Rewrite all of the items below, swapping "marker" for "pin" wherever it occurs and leaving everything else unchanged.

══ LISTED ENTRIES

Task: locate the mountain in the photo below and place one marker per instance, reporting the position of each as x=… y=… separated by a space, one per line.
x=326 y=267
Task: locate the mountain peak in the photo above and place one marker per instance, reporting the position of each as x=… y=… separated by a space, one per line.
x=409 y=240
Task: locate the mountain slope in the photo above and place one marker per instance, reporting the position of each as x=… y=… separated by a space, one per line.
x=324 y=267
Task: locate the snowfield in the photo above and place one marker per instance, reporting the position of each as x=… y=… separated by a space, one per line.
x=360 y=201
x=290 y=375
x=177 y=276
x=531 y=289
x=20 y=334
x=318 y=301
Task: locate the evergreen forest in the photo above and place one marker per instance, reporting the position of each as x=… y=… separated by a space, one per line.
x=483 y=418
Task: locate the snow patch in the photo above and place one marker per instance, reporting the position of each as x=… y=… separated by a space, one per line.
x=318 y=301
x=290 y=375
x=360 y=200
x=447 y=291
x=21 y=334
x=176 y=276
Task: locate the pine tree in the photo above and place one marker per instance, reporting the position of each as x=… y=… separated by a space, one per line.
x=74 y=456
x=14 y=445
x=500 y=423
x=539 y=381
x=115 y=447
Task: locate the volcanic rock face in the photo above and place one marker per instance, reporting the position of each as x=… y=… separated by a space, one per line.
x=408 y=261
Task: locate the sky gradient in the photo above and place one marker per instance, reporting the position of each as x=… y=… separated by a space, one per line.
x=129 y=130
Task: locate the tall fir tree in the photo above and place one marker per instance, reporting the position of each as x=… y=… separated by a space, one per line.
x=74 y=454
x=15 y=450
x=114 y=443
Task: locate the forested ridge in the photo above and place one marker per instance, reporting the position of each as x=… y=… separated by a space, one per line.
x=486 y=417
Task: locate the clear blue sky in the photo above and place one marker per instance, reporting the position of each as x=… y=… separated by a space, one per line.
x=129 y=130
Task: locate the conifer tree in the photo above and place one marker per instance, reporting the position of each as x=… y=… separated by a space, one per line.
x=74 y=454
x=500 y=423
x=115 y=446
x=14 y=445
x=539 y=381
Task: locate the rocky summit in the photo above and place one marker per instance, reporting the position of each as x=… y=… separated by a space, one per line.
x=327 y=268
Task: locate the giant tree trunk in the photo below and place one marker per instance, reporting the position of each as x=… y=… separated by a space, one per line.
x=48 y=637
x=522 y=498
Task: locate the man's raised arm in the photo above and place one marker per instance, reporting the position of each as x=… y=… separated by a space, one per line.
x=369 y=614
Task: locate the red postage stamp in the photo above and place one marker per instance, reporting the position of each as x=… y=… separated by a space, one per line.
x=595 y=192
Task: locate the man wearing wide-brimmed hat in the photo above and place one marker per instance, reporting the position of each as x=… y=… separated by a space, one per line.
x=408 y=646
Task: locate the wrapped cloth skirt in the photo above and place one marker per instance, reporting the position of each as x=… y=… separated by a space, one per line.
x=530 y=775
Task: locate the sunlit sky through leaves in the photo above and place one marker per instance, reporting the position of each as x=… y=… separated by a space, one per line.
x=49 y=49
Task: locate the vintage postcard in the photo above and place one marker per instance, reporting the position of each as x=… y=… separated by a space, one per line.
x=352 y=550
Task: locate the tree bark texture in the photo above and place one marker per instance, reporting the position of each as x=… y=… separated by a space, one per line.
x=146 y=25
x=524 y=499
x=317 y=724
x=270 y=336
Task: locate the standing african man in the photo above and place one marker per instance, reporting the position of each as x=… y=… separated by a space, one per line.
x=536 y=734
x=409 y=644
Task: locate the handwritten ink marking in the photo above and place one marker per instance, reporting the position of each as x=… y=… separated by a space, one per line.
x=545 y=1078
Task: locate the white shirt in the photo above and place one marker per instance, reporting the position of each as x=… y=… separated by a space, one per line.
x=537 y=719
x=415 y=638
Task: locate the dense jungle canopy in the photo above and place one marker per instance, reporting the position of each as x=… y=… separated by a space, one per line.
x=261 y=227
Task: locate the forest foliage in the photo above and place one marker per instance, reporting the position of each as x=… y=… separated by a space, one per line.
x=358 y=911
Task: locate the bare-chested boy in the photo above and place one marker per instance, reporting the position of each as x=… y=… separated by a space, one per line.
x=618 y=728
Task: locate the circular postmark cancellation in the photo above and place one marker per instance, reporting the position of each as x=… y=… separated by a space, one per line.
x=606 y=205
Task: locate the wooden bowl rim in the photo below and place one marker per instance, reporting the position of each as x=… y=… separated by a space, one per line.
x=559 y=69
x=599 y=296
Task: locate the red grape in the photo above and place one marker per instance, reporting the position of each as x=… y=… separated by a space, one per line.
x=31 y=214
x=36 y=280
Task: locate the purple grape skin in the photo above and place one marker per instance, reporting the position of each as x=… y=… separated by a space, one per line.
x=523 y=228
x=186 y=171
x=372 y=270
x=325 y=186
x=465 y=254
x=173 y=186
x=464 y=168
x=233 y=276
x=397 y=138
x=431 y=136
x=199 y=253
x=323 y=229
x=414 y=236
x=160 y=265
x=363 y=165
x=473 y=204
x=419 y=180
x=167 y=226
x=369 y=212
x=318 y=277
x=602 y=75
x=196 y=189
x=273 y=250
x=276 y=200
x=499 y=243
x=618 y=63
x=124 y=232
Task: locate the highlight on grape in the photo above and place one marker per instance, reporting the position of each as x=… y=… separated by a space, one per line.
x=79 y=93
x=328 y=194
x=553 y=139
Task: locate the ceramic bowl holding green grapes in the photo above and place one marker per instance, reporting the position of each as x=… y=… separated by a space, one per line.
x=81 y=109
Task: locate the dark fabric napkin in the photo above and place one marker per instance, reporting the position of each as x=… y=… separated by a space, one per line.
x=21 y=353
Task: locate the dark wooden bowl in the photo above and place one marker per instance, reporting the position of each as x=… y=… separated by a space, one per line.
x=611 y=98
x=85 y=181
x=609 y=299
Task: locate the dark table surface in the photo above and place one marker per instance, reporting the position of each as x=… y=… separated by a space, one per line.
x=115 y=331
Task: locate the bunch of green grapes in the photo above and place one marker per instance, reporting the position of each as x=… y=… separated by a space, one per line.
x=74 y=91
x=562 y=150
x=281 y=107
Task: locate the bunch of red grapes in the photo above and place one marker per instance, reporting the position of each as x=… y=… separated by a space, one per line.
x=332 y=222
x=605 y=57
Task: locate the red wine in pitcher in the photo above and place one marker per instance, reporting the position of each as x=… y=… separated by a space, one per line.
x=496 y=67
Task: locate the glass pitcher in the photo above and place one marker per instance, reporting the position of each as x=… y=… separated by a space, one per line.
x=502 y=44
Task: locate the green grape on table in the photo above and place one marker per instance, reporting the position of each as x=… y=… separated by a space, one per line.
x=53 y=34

════

**FINISHED TASK**
Task: locate the mountain in the photo below and place one pin per instance, reporting the position of each as x=… y=… separated by a space, one per line.
x=326 y=267
Task: locate the mountain peak in the photo above and place one pin per instance, reporting the position of each as x=… y=… separated by a space, one per line.
x=409 y=240
Task: locate the mountain slope in the photo above and place one pin per instance, reporting the position of each as x=… y=… separated by a space, one per line.
x=324 y=267
Task: locate the snowfield in the photo above and place one pin per instance, reporting the position of each as x=… y=… separated by a space, one per line.
x=360 y=201
x=290 y=375
x=177 y=276
x=531 y=289
x=20 y=334
x=318 y=301
Task: locate the evergreen forest in the photo above and place one pin per instance, reporting the position of each as x=… y=… separated by a space, one per line.
x=483 y=418
Task: locate the snow patch in the photo above and place one pin per instance, reporting the position of each as x=… y=… separated by a space, one per line.
x=318 y=301
x=290 y=375
x=360 y=200
x=447 y=291
x=21 y=334
x=176 y=276
Task: locate the pine tree in the photo above and place one pin per instance, reporting the position of each as x=… y=… separated by a space, one per line.
x=74 y=456
x=14 y=445
x=500 y=423
x=539 y=381
x=115 y=447
Task: locate the volcanic rock face in the photo above and place one pin per instance, reporting the position of each as x=… y=… separated by a space, one per line.
x=408 y=261
Task: locate the sky gradient in the photo above and place one pin per instance, reporting the position of each as x=… y=… separated by a space, one per line.
x=129 y=130
Task: locate the tall fir tree in the photo above and place one pin per instance, reporting the position of each as x=… y=… separated by a space, one per line.
x=74 y=454
x=15 y=450
x=114 y=443
Task: locate the forested ridge in the photo above and place one pin per instance, reporting the position of each as x=… y=… separated by a space, one per line.
x=486 y=417
Task: locate the clear blue sky in the photo above and place one pin per instance, reporting the position of each as x=… y=… separated by a space, one per line.
x=129 y=130
Task: locate the conifer tree in the photo above and place one pin per instance, reporting the position of each as x=… y=… separated by a space, one per line.
x=74 y=454
x=500 y=423
x=115 y=446
x=14 y=445
x=539 y=381
Task: locate the rocky summit in the photo above and place one pin per instance, reporting the position of each as x=… y=… separated by a space, one per line.
x=327 y=268
Task: locate the giant tree trunk in the photo below and place one pin per instance, reporting the position of each as x=… y=… separated by a space, one per line.
x=48 y=637
x=522 y=498
Task: locate the man's raised arm in the photo above and place one pin per instance, reporting the position of each as x=… y=… separated by a space, one per line.
x=369 y=614
Task: locate the red postage stamp in the photo above and place one pin per instance, reporting the position of each as x=… y=… separated by a space, one per line.
x=595 y=192
Task: locate the man wearing wide-brimmed hat in the photo above and place one pin per instance, reporting the position of each as x=… y=… separated by a space, one per line.
x=408 y=646
Task: locate the wrapped cloth skirt in the photo above and place one pin per instance, reporting the position of each as x=… y=… separated by a space, one per line.
x=530 y=775
Task: locate the sunlit sky through leaves in the photo above and place one pin per instance, reporting the position of each as x=… y=… separated by a space, one per line.
x=49 y=49
Task: locate the vintage postcard in the photo above and place one pin per instance, reporting the position of each as x=… y=… separated by a space, one per line.
x=352 y=550
Task: locate the tree bark texture in the photo above and place one pin per instance, reporting the position of each as x=… y=… separated by a space, one per line.
x=146 y=25
x=524 y=499
x=317 y=724
x=270 y=336
Task: locate the standing african man in the photo above and place one pin per instance, reporting the position of each as x=… y=… separated by a space, one per line.
x=536 y=734
x=409 y=644
Task: locate the handwritten ink marking in the photo above and place one pin per instance, reporting the position of each as x=… y=… separated by a space, one per line.
x=545 y=1078
Task: locate the white shirt in the photo above and place one pin per instance, reporting the position of each as x=… y=… separated by a space, one per line.
x=537 y=719
x=415 y=638
Task: locate the dense jungle canopy in the photo above and place one pin per instance, reporting the position of each as x=… y=… separated by a space, one per line.
x=261 y=227
Task: locate the forest foliage in the photo above and place one pin per instance, reporting the position of each as x=… y=… separated by a space, one per line.
x=358 y=911
Task: locate the bare-chested boy in the photo above and place one pin per instance, reporting the position of each as x=… y=… separated by a space, one per line.
x=618 y=728
Task: locate the circular postmark cancellation in the photo above and place one pin per instance, reporting the position of each as x=… y=… separated by a space, one per line.
x=606 y=205
Task: locate the wooden bowl rim in the photo below and place one pin per instance, reporting the position of each as x=… y=… separated by a space, one per line.
x=559 y=69
x=599 y=296
Task: locate the red grape in the photo above and place one pin per instance, reporting the position of each as x=… y=… separated by a space, one per line.
x=31 y=214
x=36 y=280
Task: locate the purple grape skin in the photo above and place one pin per instance, reporting the position of each as x=… y=… separated by a space, one per line.
x=523 y=228
x=186 y=171
x=372 y=270
x=325 y=186
x=465 y=254
x=173 y=186
x=464 y=168
x=233 y=276
x=397 y=138
x=431 y=136
x=199 y=253
x=323 y=229
x=414 y=236
x=160 y=265
x=363 y=165
x=473 y=204
x=419 y=180
x=167 y=226
x=369 y=212
x=318 y=277
x=602 y=75
x=196 y=189
x=273 y=250
x=276 y=200
x=499 y=243
x=618 y=63
x=124 y=232
Task: locate the highlight on grape in the photo above and place one pin per instance, reporting the position of each as x=… y=… separated by a space, one per line.
x=79 y=93
x=328 y=194
x=553 y=139
Task: locate the ceramic bowl holding green grapes in the photo above and place one pin per instance, reporting the position of each as x=… y=… separated by a space, one per line.
x=81 y=109
Task: locate the dark fabric napkin in the photo above and place one pin per instance, reporting the position of each as x=… y=… separated by a space, one per line.
x=21 y=353
Task: locate the dark wooden bowl in the photo above and place one pin per instance, reporting the position of each as x=… y=… separated by a space, one per line.
x=611 y=98
x=85 y=181
x=609 y=299
Task: locate the dark table surface in the photo above and place one pin per instance, reporting the position of each as x=… y=… separated by a space, one per line.
x=115 y=331
Task: locate the bunch of green grapes in the photo above and place one pin per instance, reporting the position of each as x=… y=… separated by a space, one per line.
x=74 y=91
x=562 y=150
x=281 y=107
Task: locate the bunch of red grapes in the photo above and place one pin per instance, reporting the position of each as x=… y=… separated by a space, one per line.
x=332 y=222
x=605 y=57
Task: locate the red wine in pitcher in the photo above and place one pin per instance, reporting the position of each as x=… y=… separated by a space, one per line.
x=496 y=67
Task: locate the glass pitcher in the photo above and place one pin per instance, reporting the position of each as x=… y=… separated by a space, one per line.
x=502 y=44
Task: locate the green grape on table in the photo above and place one pin per instance, reporting the position of each as x=… y=… separated by a space, one per line.
x=53 y=34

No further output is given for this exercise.